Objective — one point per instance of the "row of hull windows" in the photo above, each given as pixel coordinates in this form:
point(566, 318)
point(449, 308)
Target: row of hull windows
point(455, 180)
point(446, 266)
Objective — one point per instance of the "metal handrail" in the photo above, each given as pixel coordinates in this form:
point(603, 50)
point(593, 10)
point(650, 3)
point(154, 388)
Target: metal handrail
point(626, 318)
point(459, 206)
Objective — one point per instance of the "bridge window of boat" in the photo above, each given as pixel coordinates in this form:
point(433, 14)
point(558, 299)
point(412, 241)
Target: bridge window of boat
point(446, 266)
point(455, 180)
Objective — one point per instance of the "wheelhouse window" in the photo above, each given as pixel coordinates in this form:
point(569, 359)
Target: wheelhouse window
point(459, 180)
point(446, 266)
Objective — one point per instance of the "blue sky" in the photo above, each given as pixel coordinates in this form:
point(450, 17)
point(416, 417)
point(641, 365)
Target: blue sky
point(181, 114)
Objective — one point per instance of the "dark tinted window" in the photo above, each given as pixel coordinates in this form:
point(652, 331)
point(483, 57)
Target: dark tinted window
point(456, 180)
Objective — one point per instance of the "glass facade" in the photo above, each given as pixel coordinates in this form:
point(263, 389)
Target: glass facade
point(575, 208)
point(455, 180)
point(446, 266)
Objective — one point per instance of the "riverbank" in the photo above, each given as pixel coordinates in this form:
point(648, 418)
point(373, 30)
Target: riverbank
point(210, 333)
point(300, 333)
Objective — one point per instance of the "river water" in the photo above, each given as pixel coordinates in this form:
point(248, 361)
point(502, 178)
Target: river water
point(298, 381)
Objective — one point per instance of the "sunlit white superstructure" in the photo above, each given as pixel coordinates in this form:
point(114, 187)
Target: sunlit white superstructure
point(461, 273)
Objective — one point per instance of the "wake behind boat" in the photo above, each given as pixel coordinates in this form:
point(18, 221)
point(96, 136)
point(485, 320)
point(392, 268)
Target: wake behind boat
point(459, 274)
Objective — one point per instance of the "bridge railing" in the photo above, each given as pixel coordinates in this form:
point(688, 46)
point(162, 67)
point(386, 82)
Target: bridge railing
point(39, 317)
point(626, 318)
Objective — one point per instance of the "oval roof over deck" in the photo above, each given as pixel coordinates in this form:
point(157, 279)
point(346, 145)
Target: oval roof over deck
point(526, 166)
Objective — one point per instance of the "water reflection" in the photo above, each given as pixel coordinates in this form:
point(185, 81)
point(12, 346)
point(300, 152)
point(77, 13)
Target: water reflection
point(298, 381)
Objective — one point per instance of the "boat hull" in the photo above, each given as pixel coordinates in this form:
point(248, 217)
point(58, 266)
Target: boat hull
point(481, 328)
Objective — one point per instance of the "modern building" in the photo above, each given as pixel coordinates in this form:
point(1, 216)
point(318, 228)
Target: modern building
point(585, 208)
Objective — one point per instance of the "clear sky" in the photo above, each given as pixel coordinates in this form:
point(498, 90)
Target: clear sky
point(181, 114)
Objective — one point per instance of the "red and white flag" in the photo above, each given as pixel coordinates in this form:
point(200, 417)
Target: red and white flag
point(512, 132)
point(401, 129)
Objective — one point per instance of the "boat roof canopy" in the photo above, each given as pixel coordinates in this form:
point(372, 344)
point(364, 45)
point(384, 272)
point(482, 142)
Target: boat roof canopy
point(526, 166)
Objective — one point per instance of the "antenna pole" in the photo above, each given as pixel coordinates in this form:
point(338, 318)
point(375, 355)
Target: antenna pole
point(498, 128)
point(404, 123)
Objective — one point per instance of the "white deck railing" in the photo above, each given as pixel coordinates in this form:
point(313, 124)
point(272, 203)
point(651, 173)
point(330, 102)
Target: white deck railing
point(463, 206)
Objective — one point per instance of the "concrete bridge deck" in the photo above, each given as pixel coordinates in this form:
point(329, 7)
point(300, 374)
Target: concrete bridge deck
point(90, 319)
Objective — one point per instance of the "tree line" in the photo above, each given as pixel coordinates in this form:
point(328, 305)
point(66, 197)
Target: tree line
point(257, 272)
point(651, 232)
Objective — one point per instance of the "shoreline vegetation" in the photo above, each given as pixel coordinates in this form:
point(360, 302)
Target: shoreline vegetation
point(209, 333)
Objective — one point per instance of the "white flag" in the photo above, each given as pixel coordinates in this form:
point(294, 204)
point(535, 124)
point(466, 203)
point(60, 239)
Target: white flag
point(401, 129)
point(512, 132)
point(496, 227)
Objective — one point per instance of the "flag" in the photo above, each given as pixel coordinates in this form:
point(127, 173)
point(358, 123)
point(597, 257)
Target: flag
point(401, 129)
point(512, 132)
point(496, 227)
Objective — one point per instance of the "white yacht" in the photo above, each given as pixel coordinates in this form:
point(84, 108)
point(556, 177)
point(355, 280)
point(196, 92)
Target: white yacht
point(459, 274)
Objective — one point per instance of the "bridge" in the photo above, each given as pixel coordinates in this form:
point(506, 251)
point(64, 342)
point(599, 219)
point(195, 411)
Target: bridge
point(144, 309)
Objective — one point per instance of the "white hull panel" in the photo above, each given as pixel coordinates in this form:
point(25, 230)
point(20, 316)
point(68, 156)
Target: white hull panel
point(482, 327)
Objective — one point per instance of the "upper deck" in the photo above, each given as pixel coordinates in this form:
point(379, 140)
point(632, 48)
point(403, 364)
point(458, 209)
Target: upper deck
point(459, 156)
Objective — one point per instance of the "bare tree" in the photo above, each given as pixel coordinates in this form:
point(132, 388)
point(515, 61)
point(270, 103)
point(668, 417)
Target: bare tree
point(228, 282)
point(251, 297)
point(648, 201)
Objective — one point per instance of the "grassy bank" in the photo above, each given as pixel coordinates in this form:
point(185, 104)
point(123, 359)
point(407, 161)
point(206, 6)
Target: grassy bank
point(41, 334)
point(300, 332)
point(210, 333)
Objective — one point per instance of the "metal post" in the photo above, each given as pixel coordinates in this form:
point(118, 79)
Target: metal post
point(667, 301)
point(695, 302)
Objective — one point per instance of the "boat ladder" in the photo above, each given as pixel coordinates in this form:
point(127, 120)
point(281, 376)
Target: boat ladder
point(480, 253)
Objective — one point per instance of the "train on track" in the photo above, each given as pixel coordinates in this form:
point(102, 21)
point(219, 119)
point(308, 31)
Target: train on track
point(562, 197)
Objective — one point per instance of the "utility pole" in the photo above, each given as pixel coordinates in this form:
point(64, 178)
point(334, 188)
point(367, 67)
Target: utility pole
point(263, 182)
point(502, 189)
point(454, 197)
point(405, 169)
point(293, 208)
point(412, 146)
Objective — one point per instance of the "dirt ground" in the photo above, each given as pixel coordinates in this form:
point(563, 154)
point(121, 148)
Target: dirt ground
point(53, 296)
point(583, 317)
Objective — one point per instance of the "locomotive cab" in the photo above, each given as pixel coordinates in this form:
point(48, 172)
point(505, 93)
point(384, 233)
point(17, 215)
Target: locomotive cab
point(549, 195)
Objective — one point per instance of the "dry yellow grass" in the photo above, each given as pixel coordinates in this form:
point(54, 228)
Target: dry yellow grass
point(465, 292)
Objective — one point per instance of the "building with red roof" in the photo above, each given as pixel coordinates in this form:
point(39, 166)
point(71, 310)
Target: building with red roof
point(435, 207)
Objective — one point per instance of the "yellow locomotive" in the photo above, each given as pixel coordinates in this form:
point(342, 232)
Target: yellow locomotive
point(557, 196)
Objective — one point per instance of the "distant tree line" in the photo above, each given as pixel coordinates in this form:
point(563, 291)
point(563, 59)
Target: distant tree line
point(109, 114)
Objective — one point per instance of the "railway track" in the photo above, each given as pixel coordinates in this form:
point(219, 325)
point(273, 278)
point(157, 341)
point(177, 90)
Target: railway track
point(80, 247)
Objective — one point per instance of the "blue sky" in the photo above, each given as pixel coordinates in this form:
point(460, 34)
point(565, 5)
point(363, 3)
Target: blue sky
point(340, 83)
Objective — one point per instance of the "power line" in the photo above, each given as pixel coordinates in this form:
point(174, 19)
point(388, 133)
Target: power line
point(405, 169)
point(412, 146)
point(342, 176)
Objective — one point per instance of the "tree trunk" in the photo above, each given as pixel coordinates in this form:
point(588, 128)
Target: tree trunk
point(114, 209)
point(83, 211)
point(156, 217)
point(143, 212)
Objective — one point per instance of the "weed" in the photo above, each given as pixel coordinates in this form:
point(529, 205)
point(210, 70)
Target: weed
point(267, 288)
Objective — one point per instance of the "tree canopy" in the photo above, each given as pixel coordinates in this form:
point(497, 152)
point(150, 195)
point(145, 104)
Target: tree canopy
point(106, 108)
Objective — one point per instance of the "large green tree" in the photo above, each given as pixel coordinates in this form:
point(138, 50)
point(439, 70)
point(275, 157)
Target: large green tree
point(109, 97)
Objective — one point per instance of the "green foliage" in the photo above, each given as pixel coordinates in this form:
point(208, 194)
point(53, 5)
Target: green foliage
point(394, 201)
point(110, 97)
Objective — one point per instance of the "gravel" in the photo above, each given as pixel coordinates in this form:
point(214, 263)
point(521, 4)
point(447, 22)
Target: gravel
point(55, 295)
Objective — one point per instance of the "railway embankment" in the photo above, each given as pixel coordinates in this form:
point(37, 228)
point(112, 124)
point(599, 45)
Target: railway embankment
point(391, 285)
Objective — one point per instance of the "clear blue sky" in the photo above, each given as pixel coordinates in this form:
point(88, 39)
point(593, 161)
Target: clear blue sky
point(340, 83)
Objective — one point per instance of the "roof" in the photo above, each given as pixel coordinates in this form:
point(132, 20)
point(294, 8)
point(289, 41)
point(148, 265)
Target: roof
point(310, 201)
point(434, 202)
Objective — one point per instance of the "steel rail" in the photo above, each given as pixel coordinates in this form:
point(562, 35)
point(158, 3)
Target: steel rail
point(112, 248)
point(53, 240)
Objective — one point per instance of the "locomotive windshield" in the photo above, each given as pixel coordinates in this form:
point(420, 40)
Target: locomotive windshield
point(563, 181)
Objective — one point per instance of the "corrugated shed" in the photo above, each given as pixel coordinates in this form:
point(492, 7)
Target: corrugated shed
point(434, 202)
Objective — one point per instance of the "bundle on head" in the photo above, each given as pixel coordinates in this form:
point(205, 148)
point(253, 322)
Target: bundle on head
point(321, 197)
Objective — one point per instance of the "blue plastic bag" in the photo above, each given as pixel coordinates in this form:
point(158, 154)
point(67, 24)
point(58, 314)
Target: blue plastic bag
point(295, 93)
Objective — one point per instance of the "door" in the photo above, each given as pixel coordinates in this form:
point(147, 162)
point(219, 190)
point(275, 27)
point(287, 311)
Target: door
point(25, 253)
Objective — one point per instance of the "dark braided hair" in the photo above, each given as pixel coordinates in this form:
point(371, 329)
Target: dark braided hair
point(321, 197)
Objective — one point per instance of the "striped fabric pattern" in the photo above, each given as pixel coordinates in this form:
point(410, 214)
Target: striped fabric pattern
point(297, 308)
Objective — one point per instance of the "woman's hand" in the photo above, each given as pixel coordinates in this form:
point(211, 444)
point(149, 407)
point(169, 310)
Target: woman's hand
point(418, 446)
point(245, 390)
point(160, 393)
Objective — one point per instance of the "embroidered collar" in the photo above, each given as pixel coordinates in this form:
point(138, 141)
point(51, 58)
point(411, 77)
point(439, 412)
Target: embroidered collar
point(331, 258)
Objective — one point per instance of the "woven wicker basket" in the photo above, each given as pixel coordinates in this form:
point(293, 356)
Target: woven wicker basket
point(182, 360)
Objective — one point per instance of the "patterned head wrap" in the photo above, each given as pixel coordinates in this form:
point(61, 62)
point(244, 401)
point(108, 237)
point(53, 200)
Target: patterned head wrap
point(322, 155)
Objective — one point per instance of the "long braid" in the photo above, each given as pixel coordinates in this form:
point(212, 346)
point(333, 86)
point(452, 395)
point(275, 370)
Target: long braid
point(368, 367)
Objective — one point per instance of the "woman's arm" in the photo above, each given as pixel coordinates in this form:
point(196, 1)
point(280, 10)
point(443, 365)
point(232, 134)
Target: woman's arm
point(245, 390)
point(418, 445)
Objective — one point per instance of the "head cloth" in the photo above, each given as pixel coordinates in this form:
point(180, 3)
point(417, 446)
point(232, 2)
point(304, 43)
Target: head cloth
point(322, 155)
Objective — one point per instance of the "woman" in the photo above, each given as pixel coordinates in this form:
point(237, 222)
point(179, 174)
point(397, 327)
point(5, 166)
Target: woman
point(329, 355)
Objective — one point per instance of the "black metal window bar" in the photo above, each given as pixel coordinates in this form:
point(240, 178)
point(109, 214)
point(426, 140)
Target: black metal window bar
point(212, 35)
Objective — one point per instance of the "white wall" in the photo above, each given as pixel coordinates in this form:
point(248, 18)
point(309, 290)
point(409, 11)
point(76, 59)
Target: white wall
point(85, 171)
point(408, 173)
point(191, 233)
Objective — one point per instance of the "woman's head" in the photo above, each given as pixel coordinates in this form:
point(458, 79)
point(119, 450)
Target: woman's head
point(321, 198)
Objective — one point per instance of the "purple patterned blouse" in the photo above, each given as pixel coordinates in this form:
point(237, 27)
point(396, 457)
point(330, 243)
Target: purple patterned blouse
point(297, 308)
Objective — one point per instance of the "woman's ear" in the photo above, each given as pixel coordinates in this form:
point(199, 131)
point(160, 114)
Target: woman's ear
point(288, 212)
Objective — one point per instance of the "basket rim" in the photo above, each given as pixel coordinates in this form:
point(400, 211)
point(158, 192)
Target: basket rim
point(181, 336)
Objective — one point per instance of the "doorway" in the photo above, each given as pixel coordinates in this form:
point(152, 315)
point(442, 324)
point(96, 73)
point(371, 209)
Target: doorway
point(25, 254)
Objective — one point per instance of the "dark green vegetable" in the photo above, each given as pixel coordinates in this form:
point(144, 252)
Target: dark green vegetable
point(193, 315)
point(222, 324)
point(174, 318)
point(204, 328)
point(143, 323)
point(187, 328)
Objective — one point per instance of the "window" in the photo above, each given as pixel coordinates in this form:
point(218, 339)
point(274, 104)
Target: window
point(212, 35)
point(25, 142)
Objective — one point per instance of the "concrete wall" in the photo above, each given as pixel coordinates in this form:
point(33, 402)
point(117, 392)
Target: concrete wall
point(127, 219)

++++++++

**Task directions:** Please identify every line in the entries above that contains the word "tinted" and copy each of those lines.

**Answer to the task:**
Objective — one point per instance of the "dark tinted window" in the photo above, each given as pixel coordinates in this form:
Target: dark tinted window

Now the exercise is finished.